**Stated exercise:** Copy out all of the data below, substituting "Search" for each occurrence of "Query" and leaving everything else unchanged.

**Task inputs:**
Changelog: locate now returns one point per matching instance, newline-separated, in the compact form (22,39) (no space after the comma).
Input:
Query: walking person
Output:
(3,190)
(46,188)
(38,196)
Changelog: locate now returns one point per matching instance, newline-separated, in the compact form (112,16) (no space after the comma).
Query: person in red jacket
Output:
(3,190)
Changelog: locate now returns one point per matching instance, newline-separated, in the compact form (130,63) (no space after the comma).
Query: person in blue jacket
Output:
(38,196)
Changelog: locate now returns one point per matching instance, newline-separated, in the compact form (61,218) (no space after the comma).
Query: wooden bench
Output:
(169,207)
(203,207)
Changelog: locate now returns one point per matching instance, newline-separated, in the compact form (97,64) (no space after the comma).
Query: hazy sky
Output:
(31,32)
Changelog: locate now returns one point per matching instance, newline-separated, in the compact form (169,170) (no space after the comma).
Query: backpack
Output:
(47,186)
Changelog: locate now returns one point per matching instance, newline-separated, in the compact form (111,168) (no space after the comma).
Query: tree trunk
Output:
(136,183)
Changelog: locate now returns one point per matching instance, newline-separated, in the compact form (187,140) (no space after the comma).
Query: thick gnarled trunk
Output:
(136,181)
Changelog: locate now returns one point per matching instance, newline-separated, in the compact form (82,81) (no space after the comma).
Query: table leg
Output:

**Full answer:**
Changelog: locate now returns one point per matching instance, newline-separated, in the compact form (22,39) (no space after the comma).
Input:
Search: walking person
Output:
(3,190)
(46,188)
(38,196)
Changelog: locate now returns one point per matching instance, newline-separated, in the compact form (112,16) (no space after the comma).
Search: person in red jacket
Output:
(3,190)
Changelog: locate now returns one point per matching instance, newline-separated, in the compact form (130,63) (no space after the comma).
Search: person in blue jacket
Output:
(38,196)
Changelog: locate now returns one point per matching instance, newline-separated, in the compact form (61,218) (no space after the comma).
Search: wooden bench
Output:
(169,207)
(203,207)
Changelog: locate now returns one point per matching instance, newline-separated, in the compact form (97,64) (no space after the comma).
Search: hazy sky
Output:
(31,32)
Changelog: locate now returns one point per matching instance, newline-separated, in the compact form (169,170) (no space after the comma).
Search: backpack
Output:
(47,186)
Changelog: locate now returns one point per matching instance, newline-separated, in the compact form (111,168) (no space after the comma).
Search: tree trunk
Output:
(136,183)
Changelog: locate now returns one point per matching instance, newline-separated, in the compact form (187,140) (no space after the comma).
Search: thick gnarled trunk
Output:
(136,181)
Changelog: locate now returns one point per matching instance, newline-separated, in the compact form (82,81) (no space after the comma).
Search: table leg
Output:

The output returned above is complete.